--- INFORMATION PROVIDED ---
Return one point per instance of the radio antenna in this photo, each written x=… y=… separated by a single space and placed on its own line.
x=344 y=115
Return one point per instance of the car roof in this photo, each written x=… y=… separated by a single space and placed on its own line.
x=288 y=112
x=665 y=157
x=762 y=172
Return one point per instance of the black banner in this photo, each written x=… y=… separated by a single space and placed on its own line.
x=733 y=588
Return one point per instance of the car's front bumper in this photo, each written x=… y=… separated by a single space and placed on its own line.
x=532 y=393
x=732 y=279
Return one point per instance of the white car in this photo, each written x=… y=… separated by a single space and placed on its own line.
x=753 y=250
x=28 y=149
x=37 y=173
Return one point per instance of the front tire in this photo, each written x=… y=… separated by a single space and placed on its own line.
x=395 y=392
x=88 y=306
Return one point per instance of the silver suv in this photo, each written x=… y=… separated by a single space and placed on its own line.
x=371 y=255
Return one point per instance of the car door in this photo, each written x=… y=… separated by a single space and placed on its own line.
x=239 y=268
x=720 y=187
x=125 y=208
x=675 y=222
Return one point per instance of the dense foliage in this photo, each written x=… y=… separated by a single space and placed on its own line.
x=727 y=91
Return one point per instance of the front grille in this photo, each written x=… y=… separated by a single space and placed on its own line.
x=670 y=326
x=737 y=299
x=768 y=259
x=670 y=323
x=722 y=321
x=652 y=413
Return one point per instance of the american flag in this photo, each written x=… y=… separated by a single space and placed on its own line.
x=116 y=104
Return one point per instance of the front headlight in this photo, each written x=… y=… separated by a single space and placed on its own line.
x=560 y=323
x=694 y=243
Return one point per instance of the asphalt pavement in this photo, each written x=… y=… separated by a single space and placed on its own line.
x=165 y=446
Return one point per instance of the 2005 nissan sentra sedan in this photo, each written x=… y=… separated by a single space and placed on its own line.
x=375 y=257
---
TASK DESCRIPTION » Rewrite the stretch from the line containing "Return one point per instance of the front grille" through the line containing "x=165 y=446", swapping "american flag" for "national flag" and leaving everything else unchanged.

ANSWER FOR THE TASK »
Return one point per instance of the front grille in this photo, each written x=… y=… separated by a single space and placed on its own line.
x=670 y=326
x=737 y=299
x=768 y=259
x=670 y=323
x=722 y=321
x=652 y=413
Return one point per instance of the national flag in this photo, each written x=… y=… separated by a single space and placed on its own line.
x=116 y=104
Return one point per instance of the front headlight in this photo, each written x=… y=… separated by a single space and placed on its own line.
x=560 y=323
x=694 y=243
Return one point per instance of the asphalt pavement in this photo, each written x=… y=… separated by a single space and placed on its own line.
x=165 y=446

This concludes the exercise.